Given request: Count how many lines in the rows below contain the word "expected". Reply with the number alone.

Input material:
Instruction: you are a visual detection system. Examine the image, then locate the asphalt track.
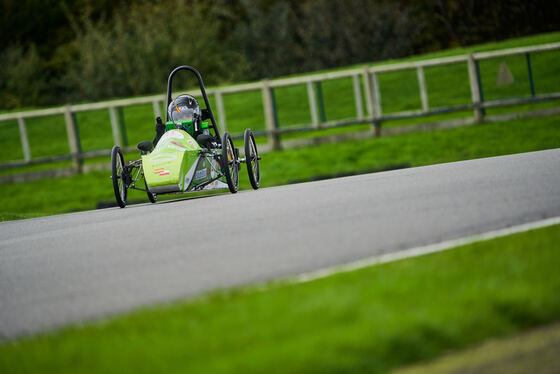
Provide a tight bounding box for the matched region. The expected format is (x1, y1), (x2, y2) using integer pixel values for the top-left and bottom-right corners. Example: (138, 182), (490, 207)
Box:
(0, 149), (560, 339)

* * *

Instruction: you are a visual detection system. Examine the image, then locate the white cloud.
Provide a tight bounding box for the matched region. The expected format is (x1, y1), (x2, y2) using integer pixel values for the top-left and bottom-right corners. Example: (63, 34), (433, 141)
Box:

Full answer: 2